§ **SUPPLIED RECORDS**
▶
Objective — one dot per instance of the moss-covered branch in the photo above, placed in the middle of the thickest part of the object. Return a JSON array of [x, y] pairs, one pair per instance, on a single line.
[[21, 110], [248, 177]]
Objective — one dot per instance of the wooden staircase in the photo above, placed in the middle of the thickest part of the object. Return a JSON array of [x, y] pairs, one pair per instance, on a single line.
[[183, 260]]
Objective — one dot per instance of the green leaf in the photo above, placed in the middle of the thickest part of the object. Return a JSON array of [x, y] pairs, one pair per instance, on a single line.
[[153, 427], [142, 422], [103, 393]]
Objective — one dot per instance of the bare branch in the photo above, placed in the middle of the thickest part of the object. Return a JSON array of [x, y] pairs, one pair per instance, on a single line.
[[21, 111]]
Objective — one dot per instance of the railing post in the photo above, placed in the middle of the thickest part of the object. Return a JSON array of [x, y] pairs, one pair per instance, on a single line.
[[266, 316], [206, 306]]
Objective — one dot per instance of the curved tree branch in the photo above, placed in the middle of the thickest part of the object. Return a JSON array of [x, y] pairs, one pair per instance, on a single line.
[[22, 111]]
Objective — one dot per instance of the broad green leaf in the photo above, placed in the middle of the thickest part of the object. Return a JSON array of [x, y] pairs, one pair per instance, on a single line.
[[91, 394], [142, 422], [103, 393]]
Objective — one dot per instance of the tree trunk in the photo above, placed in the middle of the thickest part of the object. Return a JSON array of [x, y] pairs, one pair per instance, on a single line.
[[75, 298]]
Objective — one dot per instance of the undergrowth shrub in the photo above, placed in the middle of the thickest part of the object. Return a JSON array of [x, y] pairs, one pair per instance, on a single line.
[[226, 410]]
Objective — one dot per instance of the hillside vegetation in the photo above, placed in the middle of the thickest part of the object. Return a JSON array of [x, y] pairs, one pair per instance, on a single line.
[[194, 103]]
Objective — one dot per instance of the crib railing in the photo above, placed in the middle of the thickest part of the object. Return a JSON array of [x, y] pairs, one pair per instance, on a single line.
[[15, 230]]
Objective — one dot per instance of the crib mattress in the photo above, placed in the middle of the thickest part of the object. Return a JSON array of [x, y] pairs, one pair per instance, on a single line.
◀
Every entry must appear again in the answer, exactly as written.

Objective — one dot per instance of the moss-covered branch in the photo above, placed in the middle of the thickest part of the object. Return a JSON array of [x, y] pairs, one pair per instance, on a single line.
[[21, 110], [248, 177]]
Objective — one dot per instance of the wooden staircase in the photo above, placed in the middle of the thickest part of the object. Return a JSON array of [x, y] pairs, one pair per instance, on a single line.
[[183, 260]]
Objective — one dot per instance of the green leaf in the photo above, placed in the middle of the thickest part of the object. Return a JSON array of [x, y] pairs, one pair per instance, on a single line.
[[153, 427], [142, 422], [103, 393]]
Objective — one dot per instance of the bare branch in the photo above, placed in the middle of the thickest part of the object. Return a JSON array of [x, y] pairs, one pair per instance, on a single line.
[[21, 111]]
Objective — one dot per instance of the railing post in the photo above, placed in the middle of the thickest part of the object. Return a JSON array of [x, y] pairs, one pair per instance, on a single line.
[[266, 316], [206, 306]]
Objective — one dot per instance of the curved tree branch in the photo above, placed in the middle of the thickest part of the object. Return a JSON array of [x, y] pairs, one pair per instance, on a single line.
[[22, 111]]
Objective — one dot per instance of the broad green leaf in the photo above, placed in the middle of the thickest part of the object. Return a JSON array of [x, y] pairs, one pair per instance, on a single line.
[[91, 394], [142, 422], [103, 393]]
Objective — one dot per instance of the tree trunk in the photo above, placed in the middle of the thickest part of the object. Return a JSON array of [x, y] pairs, one pair per instance, on a single line.
[[75, 298]]
Objective — one dot per instance of the undergrowth shrub in the photo above, placed in the middle of the thickest part of the object. Return a JSON array of [x, y] pairs, one pair per instance, on a single line.
[[226, 410]]
Objective — one dot per instance of the hillside vegetation in the photo above, placed in the middle of the thickest part of the object. Return a JSON array of [x, y] pairs, one pair per instance, on a single line.
[[194, 103]]
Objective — one dot per instance of the crib railing in the photo above, placed in the middle of the thickest part of the object. Return a JSON array of [x, y] pairs, one pair per instance, on a single line.
[[15, 230]]
Objective — one dot per instance of the crib mattress in the photo above, placed in the middle of the thickest part of the object. Return a JSON array of [x, y] pairs, one pair per instance, on a single line.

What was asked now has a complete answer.